** CHALLENGE **
Could you reproduce the data line for line, starting at the line that contains "the painted red" and stopping after the line that contains "[445,110,453,123]"?

Dataset extracts labeled with boxes:
-- Start --
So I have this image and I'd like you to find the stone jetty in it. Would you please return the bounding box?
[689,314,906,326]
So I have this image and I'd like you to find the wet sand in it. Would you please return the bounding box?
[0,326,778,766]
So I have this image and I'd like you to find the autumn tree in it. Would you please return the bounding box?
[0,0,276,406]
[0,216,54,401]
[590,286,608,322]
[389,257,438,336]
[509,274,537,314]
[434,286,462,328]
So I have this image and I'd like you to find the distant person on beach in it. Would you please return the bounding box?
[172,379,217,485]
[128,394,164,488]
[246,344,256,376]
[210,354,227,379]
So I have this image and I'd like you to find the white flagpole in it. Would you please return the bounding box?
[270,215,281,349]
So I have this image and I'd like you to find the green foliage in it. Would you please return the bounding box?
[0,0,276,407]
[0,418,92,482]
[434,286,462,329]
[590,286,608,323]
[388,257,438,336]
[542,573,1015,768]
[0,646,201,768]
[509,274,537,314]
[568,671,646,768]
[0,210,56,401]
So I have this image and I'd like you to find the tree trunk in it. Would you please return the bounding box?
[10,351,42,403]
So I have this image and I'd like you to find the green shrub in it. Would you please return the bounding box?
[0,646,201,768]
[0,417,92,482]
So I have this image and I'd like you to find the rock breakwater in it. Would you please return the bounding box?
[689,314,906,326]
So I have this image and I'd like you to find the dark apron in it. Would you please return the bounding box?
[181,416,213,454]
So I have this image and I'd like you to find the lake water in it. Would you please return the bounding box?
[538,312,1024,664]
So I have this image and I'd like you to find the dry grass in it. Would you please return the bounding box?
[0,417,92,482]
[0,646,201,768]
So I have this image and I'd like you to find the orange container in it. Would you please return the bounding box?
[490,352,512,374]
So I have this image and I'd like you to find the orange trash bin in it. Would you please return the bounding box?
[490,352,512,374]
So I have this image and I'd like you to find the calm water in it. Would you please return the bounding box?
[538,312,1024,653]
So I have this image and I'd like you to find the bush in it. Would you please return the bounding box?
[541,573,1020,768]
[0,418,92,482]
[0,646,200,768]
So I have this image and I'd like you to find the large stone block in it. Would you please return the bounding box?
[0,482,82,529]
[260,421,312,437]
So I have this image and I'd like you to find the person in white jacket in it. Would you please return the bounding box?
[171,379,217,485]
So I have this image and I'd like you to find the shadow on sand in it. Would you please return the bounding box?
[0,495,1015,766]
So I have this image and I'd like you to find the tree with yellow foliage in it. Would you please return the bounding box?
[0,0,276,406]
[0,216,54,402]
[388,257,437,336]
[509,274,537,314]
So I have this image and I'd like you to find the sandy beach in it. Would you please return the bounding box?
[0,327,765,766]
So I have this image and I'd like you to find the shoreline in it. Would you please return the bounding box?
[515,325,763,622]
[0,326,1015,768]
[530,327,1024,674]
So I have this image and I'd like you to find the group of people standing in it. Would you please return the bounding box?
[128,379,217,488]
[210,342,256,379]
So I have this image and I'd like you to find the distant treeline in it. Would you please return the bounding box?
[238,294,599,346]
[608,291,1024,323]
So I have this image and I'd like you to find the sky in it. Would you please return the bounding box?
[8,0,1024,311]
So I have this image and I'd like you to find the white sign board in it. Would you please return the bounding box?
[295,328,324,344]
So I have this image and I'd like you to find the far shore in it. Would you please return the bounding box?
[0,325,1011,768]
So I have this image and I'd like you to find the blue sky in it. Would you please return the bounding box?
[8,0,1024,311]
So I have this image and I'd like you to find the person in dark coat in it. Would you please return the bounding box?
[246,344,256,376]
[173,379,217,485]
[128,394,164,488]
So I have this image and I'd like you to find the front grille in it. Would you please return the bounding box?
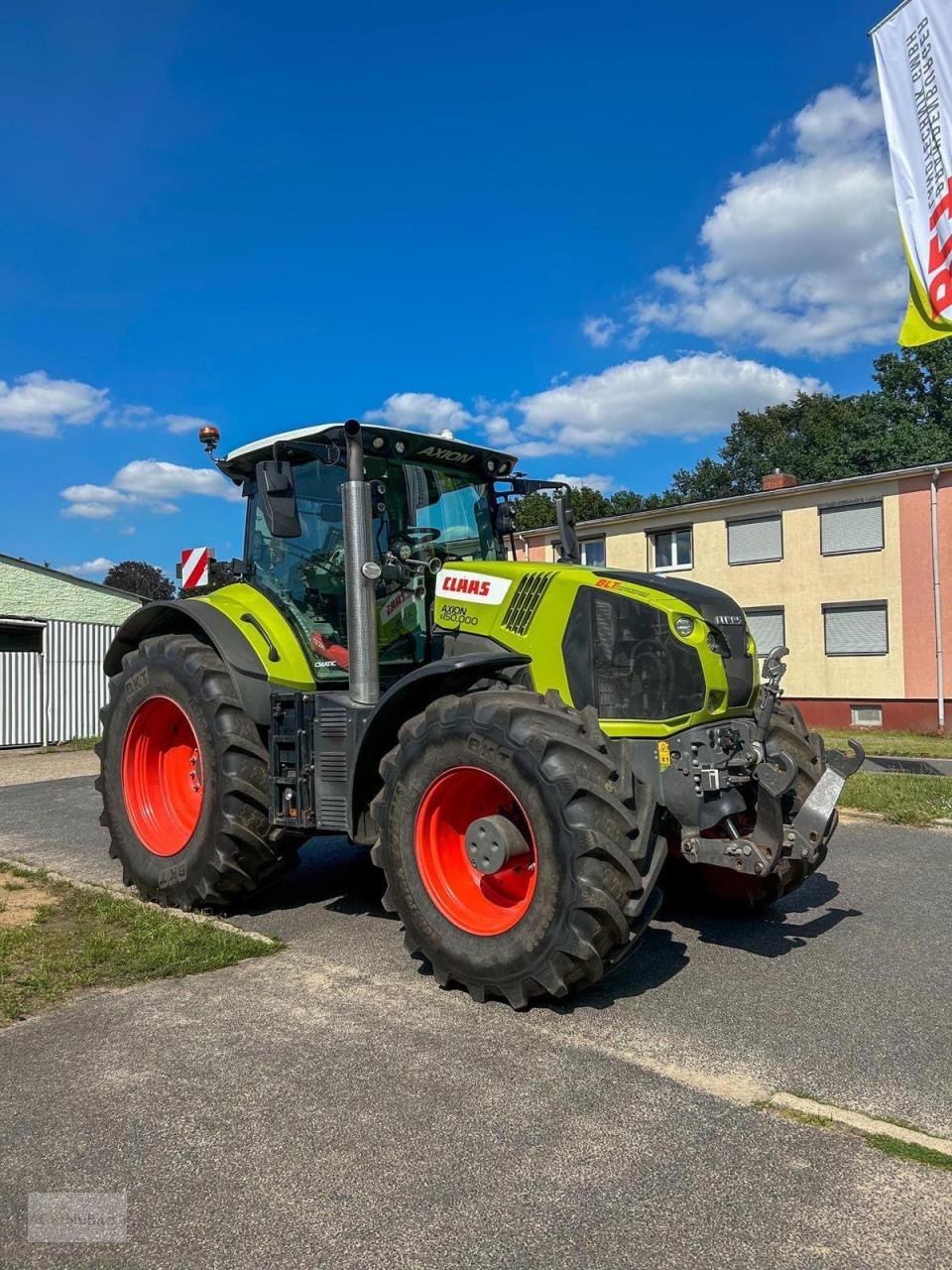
[562,586,706,720]
[500,572,554,635]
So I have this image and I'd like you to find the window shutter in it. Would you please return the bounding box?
[820,503,883,555]
[745,608,785,657]
[824,604,889,657]
[727,516,783,564]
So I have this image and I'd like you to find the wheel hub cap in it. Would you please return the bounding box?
[122,698,204,856]
[414,767,538,936]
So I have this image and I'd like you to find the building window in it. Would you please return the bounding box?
[579,539,606,569]
[849,706,883,727]
[820,499,883,555]
[0,625,44,653]
[744,608,787,657]
[654,530,694,572]
[727,516,783,564]
[822,599,890,657]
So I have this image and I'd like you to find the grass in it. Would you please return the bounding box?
[0,865,282,1028]
[819,727,952,758]
[863,1133,952,1172]
[840,772,952,825]
[40,736,99,754]
[754,1091,952,1171]
[774,1107,833,1129]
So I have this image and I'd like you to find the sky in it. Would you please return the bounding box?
[0,0,907,579]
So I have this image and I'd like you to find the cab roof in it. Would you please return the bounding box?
[221,423,517,477]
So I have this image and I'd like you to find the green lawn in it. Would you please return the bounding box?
[819,727,952,758]
[0,863,281,1028]
[839,772,952,825]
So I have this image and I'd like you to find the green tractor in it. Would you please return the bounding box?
[98,421,862,1007]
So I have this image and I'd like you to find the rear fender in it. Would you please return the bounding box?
[103,599,282,727]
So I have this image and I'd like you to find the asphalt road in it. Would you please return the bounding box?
[0,777,952,1270]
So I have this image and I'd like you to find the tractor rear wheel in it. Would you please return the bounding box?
[663,702,838,918]
[372,687,663,1008]
[96,635,296,909]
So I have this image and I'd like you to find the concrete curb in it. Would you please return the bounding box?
[766,1091,952,1158]
[839,807,952,829]
[0,856,282,948]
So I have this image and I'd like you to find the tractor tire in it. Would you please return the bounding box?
[96,635,298,909]
[372,685,665,1008]
[663,702,838,918]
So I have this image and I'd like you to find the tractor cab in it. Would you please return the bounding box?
[219,425,514,684]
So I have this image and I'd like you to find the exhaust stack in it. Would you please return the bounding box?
[340,419,380,706]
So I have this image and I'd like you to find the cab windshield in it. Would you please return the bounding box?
[248,453,505,681]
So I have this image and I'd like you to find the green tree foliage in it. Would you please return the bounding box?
[517,339,952,530]
[665,340,952,503]
[103,560,176,599]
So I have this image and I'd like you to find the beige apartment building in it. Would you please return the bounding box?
[517,462,952,731]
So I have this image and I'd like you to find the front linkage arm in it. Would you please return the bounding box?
[681,647,866,877]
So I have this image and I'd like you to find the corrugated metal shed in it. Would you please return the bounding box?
[0,616,118,745]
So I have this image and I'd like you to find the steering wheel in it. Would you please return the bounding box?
[403,525,439,546]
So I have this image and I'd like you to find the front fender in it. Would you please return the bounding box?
[350,648,532,844]
[103,599,286,727]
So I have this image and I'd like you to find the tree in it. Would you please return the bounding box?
[665,350,952,503]
[103,560,176,599]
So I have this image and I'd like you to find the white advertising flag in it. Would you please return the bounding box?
[872,0,952,345]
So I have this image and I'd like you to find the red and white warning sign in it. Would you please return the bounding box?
[180,548,214,590]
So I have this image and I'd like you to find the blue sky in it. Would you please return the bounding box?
[0,0,905,576]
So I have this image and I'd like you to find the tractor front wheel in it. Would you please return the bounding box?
[96,635,296,908]
[372,687,663,1008]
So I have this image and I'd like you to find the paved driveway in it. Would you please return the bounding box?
[0,777,952,1270]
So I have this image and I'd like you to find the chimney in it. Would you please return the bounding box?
[761,467,797,490]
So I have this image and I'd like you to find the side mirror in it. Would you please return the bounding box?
[255,458,300,539]
[554,489,581,564]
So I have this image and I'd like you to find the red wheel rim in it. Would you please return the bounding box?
[414,767,538,935]
[122,698,203,856]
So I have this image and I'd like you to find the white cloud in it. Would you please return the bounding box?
[517,353,822,457]
[364,393,475,433]
[0,371,222,437]
[60,458,241,520]
[364,393,523,449]
[581,314,618,348]
[165,414,213,436]
[0,371,109,437]
[548,472,615,494]
[103,405,155,432]
[60,557,114,577]
[112,458,241,503]
[631,85,907,355]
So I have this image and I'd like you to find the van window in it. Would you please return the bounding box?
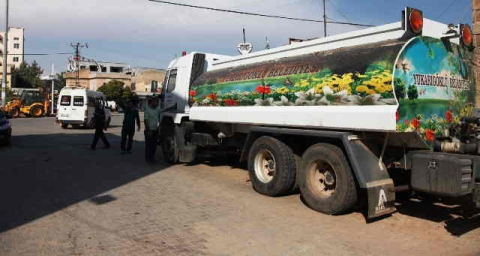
[73,96,85,106]
[167,69,177,92]
[60,95,72,106]
[87,97,95,107]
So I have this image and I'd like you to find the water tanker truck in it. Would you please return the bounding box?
[160,8,480,218]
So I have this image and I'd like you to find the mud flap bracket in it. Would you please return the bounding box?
[367,179,396,219]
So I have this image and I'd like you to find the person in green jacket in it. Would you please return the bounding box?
[120,100,140,154]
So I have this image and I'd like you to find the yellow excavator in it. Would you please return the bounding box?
[3,90,51,117]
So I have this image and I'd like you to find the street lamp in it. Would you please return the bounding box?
[2,0,8,107]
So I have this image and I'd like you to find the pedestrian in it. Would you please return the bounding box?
[120,100,140,154]
[144,98,160,163]
[90,102,110,150]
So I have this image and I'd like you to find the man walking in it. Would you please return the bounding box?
[144,99,160,163]
[120,100,140,154]
[90,102,110,150]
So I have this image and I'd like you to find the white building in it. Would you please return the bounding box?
[0,27,25,68]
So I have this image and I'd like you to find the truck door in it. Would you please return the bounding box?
[160,69,177,111]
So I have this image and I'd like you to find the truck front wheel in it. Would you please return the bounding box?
[248,136,297,196]
[299,143,357,214]
[161,128,179,164]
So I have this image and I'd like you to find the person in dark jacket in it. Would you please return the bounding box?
[120,100,140,154]
[90,103,110,150]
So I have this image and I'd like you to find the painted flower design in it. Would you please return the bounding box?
[273,95,295,106]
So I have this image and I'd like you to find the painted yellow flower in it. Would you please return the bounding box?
[277,87,290,94]
[357,85,369,92]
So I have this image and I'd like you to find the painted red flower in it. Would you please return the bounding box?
[412,118,420,128]
[225,99,238,106]
[255,85,265,94]
[425,129,435,141]
[208,93,217,101]
[445,110,453,123]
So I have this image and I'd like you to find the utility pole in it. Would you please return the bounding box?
[323,0,327,37]
[472,0,480,108]
[50,63,55,115]
[70,43,88,85]
[2,0,11,107]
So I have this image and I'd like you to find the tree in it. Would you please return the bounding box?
[12,61,44,88]
[98,80,133,102]
[407,84,418,100]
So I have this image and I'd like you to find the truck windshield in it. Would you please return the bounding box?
[60,95,72,106]
[73,96,85,106]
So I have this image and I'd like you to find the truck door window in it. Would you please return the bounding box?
[60,95,72,106]
[167,69,177,92]
[73,96,85,106]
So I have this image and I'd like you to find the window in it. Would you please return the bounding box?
[73,96,85,106]
[167,69,177,92]
[60,95,72,106]
[87,97,95,107]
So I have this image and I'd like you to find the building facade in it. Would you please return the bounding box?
[0,27,25,68]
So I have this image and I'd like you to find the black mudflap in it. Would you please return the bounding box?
[367,179,396,218]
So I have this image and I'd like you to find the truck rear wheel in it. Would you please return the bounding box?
[248,136,297,196]
[299,143,358,214]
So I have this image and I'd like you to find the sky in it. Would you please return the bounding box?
[0,0,472,74]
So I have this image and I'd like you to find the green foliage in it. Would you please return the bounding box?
[407,84,418,100]
[12,61,44,88]
[394,77,405,100]
[98,80,138,102]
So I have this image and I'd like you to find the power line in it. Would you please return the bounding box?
[3,52,72,56]
[148,0,373,27]
[436,0,457,20]
[327,0,366,27]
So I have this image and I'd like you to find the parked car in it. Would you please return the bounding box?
[0,110,12,145]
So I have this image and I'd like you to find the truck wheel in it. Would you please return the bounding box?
[30,106,43,117]
[299,143,358,214]
[161,128,179,164]
[248,136,296,196]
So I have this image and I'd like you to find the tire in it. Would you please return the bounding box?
[248,136,297,196]
[299,143,358,214]
[161,127,179,164]
[30,106,44,118]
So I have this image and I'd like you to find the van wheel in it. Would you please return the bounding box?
[248,136,297,196]
[30,106,44,117]
[299,143,358,214]
[161,127,179,164]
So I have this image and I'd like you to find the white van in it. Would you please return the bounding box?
[57,87,112,129]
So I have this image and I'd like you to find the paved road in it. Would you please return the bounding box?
[0,116,480,255]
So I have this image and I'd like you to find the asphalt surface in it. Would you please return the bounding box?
[0,116,480,255]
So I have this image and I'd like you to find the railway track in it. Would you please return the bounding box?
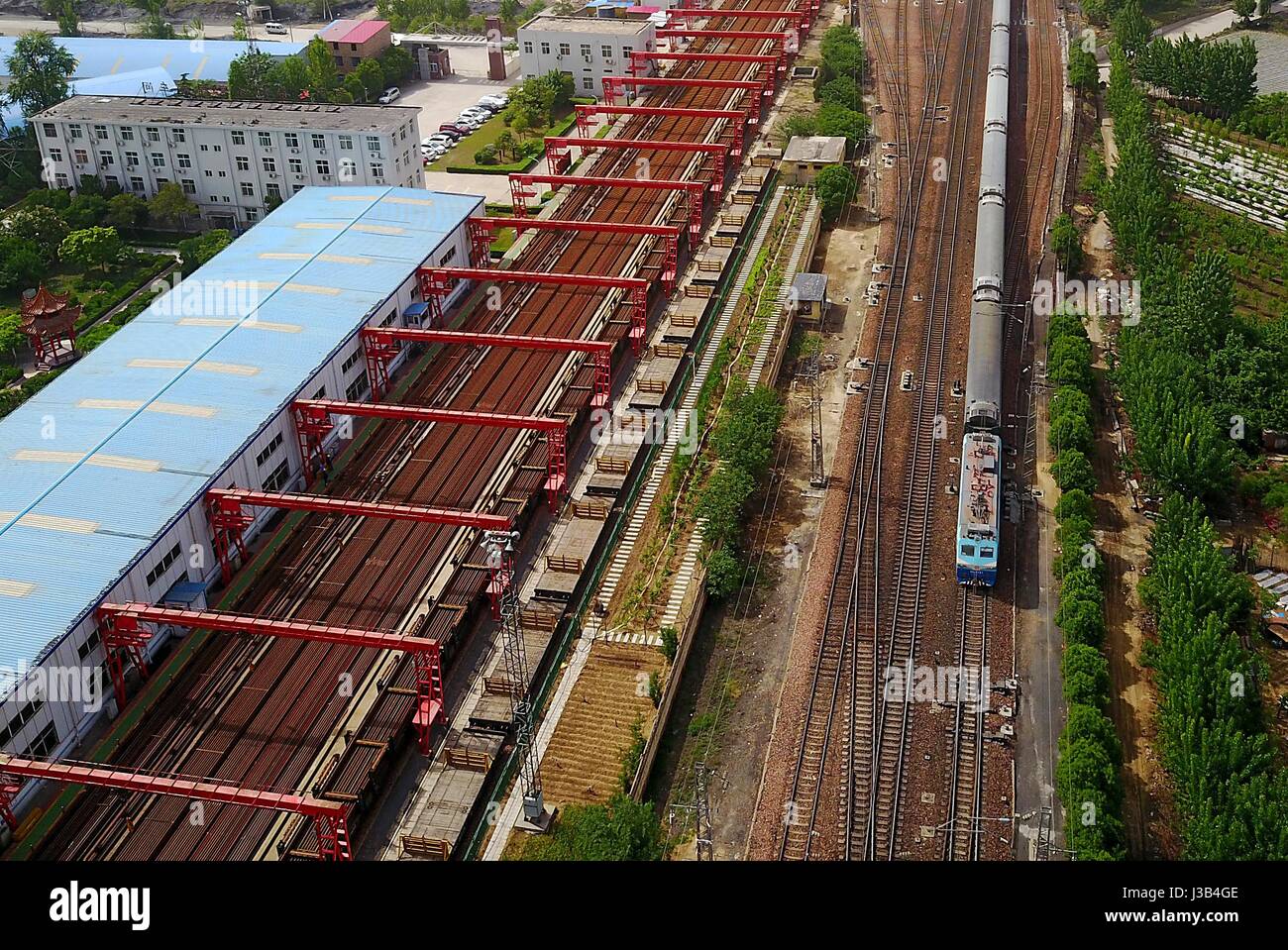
-- End --
** RESULT **
So I have this image and I'd like you to find the painted red flower in it. Would you please return the bounding box?
[412,118,420,128]
[225,99,238,106]
[255,85,265,94]
[425,129,435,141]
[208,93,217,101]
[445,110,453,123]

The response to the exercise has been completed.